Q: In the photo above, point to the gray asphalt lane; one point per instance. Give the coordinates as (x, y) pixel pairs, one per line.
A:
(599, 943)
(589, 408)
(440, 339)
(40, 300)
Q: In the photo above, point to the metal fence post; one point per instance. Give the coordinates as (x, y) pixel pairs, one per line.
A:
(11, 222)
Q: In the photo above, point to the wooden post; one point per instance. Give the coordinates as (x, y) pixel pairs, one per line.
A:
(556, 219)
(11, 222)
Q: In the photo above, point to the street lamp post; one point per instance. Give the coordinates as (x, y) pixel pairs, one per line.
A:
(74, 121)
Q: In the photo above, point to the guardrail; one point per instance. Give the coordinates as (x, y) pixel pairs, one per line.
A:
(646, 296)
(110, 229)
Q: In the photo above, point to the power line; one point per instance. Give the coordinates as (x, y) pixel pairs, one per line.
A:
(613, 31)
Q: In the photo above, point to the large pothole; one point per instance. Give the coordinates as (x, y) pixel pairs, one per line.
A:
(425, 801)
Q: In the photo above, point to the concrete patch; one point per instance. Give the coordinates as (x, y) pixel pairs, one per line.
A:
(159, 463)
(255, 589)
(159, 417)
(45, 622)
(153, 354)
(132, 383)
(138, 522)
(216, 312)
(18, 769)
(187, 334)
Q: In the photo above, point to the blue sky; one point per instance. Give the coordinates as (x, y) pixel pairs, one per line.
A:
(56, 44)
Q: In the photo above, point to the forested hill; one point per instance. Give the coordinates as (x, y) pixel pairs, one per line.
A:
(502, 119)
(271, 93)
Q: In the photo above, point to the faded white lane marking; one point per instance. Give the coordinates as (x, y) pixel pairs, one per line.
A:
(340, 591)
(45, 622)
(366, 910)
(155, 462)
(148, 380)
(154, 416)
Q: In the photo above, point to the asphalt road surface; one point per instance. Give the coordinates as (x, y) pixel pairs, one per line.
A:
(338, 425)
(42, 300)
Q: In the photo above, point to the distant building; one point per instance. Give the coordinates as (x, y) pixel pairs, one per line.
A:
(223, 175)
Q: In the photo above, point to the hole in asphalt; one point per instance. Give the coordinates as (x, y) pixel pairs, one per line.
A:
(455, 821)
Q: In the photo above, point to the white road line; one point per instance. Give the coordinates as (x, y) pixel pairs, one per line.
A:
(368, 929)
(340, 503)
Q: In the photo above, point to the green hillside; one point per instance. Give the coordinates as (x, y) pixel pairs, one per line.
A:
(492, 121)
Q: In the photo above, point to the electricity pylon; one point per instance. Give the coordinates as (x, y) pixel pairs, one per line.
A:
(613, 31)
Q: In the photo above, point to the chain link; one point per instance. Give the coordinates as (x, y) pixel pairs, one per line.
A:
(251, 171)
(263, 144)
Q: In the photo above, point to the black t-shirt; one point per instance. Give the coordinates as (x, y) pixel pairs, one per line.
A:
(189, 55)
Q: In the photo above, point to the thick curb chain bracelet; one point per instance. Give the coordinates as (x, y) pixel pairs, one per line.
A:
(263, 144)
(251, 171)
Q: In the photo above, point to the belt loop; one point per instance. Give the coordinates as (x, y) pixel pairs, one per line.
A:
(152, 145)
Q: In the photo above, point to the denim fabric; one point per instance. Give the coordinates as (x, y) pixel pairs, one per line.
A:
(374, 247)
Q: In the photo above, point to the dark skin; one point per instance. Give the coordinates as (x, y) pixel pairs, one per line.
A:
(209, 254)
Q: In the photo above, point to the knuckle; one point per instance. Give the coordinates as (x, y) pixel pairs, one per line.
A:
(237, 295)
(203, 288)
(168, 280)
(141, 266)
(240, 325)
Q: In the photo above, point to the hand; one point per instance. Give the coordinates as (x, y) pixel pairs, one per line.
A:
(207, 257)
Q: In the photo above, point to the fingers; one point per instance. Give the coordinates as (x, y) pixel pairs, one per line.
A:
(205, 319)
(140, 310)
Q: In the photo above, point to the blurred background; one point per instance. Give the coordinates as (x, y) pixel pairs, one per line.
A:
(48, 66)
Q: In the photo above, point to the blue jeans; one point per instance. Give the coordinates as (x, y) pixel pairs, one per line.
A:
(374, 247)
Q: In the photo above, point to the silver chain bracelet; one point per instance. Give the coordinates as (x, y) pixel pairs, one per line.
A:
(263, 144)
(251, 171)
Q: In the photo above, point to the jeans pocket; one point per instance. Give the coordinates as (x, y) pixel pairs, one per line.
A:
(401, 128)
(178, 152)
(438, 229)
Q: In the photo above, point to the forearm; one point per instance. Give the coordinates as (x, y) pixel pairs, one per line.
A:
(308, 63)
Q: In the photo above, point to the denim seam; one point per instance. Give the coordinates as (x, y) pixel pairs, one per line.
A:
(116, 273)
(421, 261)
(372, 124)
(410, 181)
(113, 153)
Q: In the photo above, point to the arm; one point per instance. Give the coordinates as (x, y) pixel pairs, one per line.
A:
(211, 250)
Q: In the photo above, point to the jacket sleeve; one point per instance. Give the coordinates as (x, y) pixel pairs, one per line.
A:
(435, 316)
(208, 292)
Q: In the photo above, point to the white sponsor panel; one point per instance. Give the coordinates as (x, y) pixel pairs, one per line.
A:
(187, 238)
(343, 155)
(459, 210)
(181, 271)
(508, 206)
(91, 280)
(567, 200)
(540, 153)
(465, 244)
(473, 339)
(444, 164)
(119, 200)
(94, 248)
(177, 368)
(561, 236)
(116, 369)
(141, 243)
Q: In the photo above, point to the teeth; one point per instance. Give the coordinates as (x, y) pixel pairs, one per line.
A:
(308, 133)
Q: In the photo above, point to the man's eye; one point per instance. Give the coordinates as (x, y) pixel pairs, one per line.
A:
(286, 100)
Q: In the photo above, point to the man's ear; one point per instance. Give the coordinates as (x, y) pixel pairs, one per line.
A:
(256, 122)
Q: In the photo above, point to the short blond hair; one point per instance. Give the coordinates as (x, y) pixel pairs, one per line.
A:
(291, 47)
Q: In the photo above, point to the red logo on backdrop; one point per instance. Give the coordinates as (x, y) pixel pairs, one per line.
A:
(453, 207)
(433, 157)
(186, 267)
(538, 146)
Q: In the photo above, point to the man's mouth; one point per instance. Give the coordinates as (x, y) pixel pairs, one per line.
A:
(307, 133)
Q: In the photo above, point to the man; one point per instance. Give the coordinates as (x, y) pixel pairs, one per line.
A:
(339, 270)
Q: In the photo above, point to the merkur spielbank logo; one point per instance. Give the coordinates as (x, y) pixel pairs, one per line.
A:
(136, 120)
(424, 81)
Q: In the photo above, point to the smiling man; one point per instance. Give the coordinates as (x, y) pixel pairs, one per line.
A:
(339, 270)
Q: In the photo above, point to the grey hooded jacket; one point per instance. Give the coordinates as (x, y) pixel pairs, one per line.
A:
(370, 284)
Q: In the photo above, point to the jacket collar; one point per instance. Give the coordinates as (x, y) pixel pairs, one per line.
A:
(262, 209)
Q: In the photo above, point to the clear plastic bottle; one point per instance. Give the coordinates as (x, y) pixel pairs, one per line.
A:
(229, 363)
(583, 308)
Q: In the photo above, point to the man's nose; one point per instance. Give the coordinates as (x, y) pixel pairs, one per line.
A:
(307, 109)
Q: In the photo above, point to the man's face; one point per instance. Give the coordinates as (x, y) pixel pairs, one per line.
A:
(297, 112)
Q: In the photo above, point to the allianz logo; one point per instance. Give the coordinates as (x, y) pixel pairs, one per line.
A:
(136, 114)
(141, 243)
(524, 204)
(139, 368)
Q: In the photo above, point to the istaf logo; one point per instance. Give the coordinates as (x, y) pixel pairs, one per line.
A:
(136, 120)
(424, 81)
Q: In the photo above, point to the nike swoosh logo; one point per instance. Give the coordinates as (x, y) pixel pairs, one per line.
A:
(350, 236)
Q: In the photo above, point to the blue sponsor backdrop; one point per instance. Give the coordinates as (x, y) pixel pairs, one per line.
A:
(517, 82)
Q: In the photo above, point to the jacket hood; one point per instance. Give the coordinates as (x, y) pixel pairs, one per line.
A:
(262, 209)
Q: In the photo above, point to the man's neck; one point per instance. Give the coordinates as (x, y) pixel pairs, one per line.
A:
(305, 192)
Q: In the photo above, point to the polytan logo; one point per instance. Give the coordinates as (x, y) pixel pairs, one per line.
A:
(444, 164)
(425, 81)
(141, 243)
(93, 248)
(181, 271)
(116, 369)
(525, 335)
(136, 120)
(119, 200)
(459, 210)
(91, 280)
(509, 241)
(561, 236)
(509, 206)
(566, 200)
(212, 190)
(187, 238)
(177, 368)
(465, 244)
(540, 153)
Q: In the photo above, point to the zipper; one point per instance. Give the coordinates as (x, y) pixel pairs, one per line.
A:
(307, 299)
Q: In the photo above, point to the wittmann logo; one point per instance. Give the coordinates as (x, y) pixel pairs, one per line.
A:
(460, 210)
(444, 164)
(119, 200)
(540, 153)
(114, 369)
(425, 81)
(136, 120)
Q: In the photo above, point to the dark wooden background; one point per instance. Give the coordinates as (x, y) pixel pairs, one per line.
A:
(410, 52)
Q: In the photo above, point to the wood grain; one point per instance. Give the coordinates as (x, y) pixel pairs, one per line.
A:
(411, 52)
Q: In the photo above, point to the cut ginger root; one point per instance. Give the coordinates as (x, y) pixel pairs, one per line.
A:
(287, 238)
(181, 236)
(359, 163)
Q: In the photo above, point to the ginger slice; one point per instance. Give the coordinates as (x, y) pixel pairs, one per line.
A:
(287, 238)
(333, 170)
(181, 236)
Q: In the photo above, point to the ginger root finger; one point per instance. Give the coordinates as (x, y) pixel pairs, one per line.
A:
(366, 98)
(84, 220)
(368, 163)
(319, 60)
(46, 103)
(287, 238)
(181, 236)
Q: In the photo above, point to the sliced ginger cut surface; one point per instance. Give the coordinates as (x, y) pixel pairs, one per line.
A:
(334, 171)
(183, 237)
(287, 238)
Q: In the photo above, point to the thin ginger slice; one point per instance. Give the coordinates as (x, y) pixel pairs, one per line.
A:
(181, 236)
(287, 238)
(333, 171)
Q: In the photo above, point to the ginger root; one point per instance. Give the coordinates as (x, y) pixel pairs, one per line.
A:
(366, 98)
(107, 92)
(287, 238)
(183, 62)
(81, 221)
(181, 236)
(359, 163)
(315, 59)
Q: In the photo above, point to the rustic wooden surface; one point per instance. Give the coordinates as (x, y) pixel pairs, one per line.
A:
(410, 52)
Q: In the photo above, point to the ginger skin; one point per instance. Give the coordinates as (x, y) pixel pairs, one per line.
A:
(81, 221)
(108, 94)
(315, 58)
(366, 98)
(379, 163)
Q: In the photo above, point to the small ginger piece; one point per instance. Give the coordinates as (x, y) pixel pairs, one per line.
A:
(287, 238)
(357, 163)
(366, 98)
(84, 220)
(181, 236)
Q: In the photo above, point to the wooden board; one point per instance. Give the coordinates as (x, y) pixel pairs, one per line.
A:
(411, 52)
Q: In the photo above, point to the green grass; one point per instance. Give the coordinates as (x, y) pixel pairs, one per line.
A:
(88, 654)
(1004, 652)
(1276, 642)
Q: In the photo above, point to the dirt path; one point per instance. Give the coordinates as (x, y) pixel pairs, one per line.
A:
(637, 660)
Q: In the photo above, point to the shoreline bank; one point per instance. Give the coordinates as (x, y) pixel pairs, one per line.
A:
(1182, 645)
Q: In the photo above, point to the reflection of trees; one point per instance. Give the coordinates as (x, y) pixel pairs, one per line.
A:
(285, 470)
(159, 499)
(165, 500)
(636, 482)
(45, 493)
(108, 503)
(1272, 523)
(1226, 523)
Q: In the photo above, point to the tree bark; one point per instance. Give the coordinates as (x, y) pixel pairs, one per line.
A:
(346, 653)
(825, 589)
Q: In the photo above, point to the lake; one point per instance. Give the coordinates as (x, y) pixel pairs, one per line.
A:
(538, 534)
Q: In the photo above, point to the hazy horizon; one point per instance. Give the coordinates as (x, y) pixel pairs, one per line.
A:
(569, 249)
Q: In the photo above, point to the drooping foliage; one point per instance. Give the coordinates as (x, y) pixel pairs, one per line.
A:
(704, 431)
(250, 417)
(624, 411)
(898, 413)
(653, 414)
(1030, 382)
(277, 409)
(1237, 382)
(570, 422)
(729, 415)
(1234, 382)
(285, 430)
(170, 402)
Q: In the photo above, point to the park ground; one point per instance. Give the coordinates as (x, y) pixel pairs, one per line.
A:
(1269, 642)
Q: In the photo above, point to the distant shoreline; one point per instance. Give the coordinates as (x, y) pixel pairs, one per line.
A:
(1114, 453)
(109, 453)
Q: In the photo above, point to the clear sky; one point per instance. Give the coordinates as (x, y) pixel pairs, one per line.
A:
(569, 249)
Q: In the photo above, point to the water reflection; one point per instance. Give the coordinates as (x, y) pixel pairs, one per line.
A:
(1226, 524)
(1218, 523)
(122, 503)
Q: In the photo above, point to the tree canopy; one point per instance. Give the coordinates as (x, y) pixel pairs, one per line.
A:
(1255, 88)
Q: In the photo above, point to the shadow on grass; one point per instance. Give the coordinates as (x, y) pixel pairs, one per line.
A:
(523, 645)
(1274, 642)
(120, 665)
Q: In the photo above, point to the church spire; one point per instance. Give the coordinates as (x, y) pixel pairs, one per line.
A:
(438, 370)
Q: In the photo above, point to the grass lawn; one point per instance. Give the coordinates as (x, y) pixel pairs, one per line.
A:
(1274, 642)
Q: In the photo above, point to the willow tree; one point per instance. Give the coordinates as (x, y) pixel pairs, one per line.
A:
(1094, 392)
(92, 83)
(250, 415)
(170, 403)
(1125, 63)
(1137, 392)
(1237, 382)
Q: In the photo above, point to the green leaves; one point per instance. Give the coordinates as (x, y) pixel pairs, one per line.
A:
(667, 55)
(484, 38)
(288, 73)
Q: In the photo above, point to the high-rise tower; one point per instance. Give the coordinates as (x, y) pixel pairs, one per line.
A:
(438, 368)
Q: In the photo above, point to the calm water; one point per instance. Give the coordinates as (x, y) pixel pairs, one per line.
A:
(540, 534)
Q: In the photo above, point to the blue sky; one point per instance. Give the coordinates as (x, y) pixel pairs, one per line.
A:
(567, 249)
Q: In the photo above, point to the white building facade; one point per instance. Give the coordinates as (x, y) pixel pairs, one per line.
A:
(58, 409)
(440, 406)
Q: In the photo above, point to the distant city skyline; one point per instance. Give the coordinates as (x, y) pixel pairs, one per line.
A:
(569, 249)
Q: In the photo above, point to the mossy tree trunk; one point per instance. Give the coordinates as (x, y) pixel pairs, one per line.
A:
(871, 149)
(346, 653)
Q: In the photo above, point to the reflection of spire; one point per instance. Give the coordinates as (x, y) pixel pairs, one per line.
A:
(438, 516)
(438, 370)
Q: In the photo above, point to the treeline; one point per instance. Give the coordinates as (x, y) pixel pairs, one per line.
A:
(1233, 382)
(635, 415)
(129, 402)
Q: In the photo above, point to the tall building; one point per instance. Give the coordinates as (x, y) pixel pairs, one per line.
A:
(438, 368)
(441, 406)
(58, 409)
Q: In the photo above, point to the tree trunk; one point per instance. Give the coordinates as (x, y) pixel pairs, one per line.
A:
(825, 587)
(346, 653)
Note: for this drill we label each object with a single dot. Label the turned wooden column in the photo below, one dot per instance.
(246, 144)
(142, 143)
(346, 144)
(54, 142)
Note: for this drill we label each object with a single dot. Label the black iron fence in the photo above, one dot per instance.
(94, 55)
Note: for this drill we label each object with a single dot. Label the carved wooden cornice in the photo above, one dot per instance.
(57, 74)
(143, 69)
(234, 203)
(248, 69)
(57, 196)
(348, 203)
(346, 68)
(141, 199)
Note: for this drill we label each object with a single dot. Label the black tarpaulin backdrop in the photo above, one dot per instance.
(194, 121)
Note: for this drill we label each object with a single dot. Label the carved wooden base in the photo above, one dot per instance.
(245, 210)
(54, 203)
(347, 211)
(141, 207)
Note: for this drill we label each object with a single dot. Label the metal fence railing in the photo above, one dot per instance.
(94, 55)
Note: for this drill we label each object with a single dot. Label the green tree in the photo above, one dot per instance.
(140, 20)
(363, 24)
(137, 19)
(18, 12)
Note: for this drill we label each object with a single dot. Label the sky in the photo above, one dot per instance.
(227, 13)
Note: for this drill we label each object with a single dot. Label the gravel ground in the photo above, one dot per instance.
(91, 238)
+ + + + + + +
▸ **WORK ORDER**: Count, in the listing above, every line that includes "road". The number is the whole answer.

▸ **TASK OUTPUT**: 2